-- Start of Data supplied --

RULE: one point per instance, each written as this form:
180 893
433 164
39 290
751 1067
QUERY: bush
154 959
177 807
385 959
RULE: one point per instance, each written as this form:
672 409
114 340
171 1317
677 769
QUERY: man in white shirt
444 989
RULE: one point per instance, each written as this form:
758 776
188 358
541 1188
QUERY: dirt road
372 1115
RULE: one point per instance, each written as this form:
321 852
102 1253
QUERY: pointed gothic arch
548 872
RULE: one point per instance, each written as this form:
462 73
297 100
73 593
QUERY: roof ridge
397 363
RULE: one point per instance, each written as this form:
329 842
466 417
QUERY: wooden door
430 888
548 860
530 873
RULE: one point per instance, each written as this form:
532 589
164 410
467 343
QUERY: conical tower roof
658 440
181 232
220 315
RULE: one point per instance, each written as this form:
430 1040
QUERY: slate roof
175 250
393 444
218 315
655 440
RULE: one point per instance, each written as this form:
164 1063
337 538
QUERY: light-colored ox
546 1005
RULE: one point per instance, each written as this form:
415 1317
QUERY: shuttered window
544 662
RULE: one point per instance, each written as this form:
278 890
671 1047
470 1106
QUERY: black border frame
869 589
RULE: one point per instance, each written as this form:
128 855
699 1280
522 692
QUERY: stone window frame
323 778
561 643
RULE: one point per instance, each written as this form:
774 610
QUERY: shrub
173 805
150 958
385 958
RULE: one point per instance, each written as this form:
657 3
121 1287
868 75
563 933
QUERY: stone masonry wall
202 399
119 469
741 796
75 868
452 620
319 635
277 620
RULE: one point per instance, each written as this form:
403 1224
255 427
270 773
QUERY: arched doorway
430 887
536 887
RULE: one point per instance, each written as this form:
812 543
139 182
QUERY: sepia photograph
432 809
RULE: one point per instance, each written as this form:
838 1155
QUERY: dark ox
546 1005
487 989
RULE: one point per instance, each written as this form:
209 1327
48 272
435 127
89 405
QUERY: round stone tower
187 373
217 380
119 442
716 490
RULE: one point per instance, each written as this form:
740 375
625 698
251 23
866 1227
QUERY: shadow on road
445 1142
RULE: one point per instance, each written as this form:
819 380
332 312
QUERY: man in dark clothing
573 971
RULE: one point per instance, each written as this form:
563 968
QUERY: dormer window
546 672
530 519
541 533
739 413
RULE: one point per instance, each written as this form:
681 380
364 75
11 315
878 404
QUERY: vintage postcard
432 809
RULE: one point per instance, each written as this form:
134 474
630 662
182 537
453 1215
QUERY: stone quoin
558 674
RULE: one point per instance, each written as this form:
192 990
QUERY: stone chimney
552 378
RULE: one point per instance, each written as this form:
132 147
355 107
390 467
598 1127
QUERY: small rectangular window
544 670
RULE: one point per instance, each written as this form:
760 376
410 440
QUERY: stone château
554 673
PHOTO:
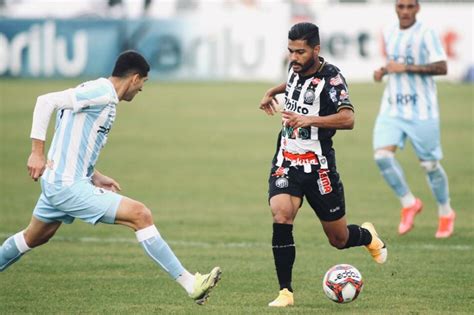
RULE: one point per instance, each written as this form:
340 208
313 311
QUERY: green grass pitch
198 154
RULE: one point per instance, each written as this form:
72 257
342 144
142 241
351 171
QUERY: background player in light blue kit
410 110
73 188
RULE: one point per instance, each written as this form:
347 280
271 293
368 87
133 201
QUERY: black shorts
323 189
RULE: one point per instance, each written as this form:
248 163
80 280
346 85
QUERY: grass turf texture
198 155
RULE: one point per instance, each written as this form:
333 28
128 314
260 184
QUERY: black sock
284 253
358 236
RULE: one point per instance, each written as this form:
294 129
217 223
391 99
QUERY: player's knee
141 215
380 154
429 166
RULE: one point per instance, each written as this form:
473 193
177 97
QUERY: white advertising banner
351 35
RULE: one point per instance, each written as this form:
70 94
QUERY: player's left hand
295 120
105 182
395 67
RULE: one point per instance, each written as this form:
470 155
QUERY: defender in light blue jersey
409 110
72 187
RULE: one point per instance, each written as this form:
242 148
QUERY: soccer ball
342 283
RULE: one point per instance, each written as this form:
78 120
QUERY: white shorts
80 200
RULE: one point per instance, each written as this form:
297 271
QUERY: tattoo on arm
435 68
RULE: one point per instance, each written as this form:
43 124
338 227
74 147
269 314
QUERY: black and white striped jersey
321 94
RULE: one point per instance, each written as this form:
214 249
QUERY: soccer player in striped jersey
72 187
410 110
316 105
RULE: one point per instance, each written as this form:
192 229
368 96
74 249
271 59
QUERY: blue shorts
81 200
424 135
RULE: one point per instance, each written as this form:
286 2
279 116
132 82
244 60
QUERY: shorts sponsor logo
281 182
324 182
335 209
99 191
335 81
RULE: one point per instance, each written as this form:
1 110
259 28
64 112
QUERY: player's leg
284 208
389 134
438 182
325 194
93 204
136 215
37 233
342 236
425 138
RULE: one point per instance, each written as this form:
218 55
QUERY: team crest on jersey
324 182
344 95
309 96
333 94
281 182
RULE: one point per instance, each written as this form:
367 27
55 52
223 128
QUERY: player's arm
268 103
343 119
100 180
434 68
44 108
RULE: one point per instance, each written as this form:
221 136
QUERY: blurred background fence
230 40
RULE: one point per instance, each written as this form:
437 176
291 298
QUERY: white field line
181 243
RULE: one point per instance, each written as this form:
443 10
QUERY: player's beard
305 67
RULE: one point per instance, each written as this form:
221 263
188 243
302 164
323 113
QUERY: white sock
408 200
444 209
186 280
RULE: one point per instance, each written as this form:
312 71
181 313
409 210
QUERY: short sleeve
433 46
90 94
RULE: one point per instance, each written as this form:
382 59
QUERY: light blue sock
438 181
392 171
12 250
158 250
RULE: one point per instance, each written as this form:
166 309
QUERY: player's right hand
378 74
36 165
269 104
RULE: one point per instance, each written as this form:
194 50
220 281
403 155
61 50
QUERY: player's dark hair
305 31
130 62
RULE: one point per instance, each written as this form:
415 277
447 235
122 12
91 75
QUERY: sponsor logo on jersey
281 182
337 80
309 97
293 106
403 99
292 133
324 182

-- End of Data supplied --
-- Start of Data supplied --

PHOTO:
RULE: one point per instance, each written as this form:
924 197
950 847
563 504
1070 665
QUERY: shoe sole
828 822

-- End of Data supplied --

-- Instruction --
How many lines in the rows above contain the word "logo"? Case counts, so reply with the number alone.

-- Written response --
2